In the data below, the answer is the run of lines from the line containing "Target: light blue linen shirt" through the line containing "Target: sofa cushion", both included; print it exactly and nothing else.

=== Begin Enclosure ===

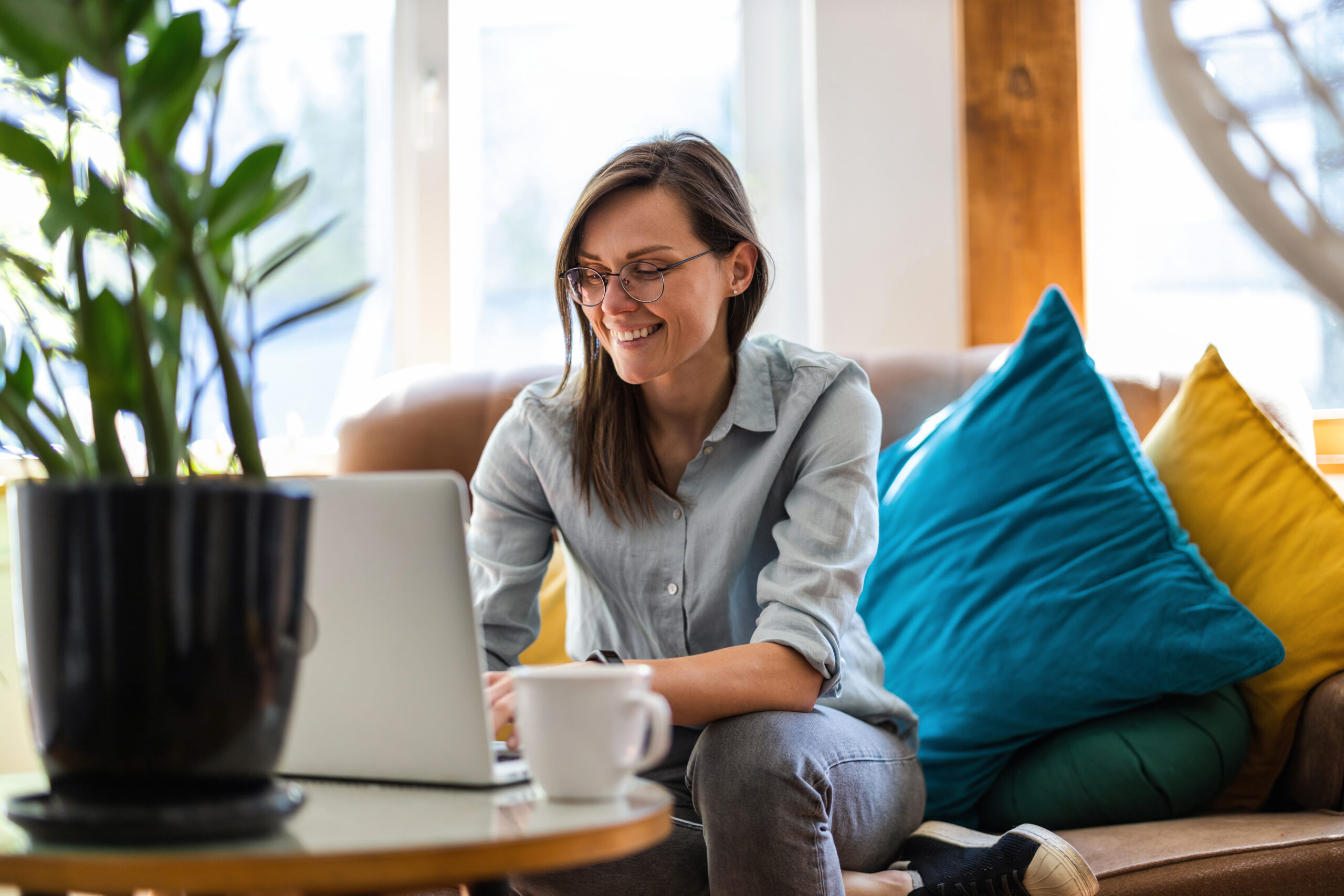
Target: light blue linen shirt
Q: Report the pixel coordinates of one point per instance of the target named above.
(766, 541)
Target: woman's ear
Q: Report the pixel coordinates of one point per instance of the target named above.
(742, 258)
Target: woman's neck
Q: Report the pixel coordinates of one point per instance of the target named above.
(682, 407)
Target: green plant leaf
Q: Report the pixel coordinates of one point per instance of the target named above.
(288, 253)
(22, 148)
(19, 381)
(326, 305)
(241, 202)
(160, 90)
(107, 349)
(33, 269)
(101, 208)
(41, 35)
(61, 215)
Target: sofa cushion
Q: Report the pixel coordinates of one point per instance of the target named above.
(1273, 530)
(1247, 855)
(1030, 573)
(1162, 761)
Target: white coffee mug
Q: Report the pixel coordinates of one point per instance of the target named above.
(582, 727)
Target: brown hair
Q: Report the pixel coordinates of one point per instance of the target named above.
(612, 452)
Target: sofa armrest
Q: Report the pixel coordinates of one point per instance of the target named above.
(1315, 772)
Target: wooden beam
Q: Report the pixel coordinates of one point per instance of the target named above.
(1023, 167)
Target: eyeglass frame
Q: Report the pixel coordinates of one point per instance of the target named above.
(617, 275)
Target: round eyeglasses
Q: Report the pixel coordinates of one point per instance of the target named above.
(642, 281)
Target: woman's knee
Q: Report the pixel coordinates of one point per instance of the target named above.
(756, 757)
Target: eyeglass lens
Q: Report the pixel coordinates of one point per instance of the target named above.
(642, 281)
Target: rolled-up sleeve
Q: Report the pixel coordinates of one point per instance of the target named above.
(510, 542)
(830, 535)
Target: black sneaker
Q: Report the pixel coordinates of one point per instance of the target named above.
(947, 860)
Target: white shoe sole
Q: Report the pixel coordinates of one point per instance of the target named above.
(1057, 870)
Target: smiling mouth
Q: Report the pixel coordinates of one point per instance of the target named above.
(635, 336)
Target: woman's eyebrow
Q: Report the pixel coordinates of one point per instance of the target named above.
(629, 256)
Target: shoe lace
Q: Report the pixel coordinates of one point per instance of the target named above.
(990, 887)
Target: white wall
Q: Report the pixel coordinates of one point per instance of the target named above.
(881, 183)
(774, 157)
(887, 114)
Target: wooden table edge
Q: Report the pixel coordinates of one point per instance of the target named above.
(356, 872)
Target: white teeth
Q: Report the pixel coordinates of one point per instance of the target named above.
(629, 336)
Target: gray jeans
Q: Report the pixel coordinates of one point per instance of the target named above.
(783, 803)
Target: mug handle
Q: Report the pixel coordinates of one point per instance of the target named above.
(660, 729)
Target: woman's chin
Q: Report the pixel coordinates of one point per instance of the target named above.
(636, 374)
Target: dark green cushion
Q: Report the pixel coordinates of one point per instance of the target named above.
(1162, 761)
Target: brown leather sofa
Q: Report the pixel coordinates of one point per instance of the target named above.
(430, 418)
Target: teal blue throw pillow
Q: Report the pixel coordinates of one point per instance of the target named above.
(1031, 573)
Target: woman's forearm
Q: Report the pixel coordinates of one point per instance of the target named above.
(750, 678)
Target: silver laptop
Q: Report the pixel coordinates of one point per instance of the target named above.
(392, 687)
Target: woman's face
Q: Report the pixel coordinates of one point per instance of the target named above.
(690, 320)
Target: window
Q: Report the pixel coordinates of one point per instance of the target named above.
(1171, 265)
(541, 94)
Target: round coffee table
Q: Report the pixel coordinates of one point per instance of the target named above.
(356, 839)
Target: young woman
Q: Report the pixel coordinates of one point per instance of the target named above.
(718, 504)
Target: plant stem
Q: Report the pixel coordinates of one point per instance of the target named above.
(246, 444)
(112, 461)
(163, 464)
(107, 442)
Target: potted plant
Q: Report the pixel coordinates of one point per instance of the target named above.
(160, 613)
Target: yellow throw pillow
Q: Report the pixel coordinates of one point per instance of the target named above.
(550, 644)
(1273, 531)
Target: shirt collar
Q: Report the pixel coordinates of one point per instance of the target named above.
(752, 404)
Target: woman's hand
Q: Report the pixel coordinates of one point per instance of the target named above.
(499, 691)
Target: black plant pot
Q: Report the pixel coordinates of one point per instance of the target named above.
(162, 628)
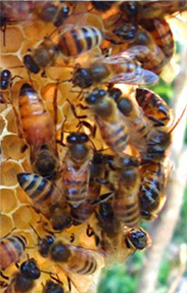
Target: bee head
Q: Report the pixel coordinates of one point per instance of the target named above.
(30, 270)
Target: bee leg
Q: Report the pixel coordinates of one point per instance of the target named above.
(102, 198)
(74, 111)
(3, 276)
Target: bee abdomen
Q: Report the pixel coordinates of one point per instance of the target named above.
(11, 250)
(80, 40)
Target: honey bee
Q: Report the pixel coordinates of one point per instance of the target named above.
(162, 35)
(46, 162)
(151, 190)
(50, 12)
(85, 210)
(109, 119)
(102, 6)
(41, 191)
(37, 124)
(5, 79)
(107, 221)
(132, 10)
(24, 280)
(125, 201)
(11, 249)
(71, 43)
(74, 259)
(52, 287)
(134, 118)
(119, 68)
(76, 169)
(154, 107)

=== End Enclosure ===
=== Begin Enclosure ===

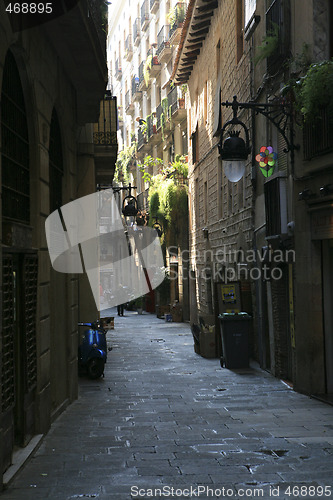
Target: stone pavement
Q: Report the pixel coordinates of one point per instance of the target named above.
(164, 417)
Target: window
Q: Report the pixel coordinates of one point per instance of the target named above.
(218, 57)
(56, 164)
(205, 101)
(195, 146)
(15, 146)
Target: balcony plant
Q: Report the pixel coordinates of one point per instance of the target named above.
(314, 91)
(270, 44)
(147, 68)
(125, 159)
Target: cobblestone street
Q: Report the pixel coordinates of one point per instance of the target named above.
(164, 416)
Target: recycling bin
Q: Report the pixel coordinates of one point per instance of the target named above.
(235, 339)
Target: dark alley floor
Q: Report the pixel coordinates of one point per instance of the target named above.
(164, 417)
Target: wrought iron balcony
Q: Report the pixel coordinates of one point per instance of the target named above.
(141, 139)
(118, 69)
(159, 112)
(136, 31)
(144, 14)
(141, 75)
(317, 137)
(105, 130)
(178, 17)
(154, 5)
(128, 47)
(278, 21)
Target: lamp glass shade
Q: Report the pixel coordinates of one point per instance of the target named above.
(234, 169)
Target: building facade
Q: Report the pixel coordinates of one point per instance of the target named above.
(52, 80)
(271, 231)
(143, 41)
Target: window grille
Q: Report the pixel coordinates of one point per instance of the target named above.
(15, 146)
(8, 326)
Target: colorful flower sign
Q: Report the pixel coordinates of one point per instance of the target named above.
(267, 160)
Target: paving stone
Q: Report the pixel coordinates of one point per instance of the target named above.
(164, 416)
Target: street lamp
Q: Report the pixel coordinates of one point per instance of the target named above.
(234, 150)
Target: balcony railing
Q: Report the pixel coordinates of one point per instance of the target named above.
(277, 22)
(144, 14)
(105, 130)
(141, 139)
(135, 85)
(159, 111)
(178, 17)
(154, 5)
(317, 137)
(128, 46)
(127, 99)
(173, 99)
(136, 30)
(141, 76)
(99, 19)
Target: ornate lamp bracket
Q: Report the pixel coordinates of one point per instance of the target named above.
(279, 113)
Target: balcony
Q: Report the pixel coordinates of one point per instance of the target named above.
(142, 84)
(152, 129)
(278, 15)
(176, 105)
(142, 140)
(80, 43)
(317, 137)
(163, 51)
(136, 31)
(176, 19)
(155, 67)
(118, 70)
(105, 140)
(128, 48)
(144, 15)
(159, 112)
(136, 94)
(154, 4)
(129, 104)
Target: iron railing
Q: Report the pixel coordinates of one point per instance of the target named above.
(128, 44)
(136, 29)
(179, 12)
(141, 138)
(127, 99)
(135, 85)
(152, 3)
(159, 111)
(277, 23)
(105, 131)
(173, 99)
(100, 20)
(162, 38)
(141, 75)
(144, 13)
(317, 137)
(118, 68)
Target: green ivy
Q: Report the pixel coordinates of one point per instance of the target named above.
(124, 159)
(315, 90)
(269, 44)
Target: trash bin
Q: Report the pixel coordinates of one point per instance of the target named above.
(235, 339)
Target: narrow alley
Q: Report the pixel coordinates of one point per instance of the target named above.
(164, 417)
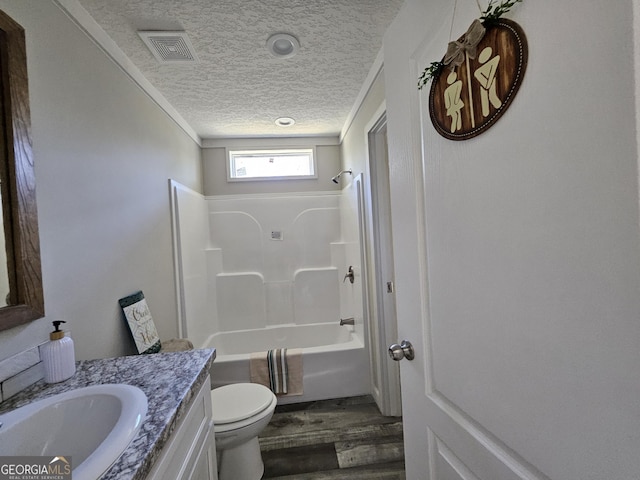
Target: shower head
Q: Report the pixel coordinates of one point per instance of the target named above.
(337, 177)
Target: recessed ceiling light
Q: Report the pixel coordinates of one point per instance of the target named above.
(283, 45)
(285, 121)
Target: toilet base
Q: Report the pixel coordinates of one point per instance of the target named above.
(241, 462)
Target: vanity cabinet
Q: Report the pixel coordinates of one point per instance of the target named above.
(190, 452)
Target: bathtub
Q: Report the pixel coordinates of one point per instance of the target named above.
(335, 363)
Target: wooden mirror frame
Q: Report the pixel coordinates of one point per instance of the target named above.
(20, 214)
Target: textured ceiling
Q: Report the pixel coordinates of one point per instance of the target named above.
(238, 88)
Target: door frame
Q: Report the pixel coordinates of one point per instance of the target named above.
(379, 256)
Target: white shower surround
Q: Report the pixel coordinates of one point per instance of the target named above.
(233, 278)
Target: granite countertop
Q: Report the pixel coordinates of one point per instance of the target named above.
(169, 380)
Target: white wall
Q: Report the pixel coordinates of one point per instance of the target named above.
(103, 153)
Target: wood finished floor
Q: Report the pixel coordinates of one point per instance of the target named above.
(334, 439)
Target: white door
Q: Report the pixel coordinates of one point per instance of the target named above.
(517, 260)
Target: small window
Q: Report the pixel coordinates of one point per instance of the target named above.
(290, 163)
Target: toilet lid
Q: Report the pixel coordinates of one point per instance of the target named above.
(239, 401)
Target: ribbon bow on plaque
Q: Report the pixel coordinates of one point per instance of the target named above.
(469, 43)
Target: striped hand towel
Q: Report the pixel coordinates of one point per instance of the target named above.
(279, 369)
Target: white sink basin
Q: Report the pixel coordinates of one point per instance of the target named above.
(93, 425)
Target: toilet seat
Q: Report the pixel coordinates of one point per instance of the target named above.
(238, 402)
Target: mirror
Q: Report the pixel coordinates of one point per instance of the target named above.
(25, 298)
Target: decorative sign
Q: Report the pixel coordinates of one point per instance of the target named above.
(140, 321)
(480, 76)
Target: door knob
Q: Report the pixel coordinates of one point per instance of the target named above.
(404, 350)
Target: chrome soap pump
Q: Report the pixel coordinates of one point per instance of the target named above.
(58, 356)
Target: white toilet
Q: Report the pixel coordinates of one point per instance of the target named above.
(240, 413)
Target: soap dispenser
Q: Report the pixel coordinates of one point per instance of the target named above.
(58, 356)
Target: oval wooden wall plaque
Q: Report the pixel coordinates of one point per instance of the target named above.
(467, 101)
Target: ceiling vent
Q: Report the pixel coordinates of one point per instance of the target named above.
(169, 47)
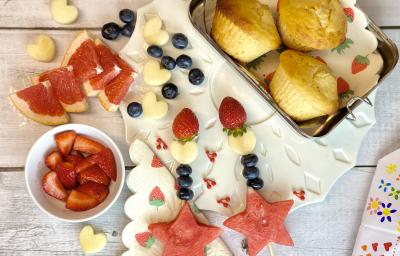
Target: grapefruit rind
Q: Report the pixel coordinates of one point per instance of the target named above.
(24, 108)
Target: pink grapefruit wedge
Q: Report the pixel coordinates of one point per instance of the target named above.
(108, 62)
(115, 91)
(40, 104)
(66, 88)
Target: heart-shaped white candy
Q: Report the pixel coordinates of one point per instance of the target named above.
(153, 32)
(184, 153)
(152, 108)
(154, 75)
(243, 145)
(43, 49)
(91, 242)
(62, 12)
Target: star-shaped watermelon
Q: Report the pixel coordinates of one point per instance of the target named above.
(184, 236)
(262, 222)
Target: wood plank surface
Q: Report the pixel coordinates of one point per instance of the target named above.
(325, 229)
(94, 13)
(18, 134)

=== End Enclosure ===
=== Begin Enclosure ===

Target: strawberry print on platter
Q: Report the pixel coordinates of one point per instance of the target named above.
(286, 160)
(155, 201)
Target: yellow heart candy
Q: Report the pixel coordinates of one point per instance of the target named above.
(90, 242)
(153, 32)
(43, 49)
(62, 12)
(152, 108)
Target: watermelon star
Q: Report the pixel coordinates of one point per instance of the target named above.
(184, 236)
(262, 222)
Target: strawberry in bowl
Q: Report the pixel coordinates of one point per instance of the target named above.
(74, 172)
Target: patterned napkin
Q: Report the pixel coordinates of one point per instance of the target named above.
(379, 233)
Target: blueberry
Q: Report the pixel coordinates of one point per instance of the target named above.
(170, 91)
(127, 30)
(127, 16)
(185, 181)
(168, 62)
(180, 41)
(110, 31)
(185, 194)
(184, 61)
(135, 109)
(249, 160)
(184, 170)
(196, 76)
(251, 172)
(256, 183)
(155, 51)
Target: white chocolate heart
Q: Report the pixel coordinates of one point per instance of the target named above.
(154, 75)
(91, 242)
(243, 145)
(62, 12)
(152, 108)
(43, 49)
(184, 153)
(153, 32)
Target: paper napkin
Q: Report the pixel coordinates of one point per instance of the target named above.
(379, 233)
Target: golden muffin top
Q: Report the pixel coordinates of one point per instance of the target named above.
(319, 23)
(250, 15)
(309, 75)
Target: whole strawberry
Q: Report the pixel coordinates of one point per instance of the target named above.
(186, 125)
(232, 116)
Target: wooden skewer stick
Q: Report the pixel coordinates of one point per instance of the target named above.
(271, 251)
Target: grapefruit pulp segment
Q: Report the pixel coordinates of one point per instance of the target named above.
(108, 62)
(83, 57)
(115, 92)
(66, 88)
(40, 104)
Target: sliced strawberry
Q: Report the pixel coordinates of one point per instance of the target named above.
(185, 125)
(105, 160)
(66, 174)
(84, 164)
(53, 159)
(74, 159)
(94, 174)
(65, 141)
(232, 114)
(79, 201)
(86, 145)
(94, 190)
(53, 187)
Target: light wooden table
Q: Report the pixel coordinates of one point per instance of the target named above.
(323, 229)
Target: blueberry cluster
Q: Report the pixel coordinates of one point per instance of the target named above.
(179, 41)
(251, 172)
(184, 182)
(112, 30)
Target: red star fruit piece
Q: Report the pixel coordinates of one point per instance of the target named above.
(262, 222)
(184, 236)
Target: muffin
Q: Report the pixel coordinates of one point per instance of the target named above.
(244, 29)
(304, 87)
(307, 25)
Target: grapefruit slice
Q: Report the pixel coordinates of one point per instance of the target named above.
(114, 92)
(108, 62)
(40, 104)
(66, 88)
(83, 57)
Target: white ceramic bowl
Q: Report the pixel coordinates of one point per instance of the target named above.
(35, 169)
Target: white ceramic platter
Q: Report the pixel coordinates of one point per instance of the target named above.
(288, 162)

=== End Enclosure ===

Solution below:
Target: light blue linen shirt
Q: Report the pixel coordinates of one point per instance of the target named above.
(766, 541)
Target: woman's ear
Q: Report the pixel coordinates of one point per instance of the target named above.
(742, 258)
Target: woman's neck
Q: Report the pixel coordinates of one point per instance of the target named above.
(682, 407)
Target: green plant leaf
Q: Report the pixel coordinates of one point per instance of the target named above.
(288, 253)
(22, 148)
(19, 381)
(326, 305)
(241, 202)
(160, 90)
(107, 349)
(33, 269)
(101, 208)
(41, 35)
(61, 215)
Target: sofa cushion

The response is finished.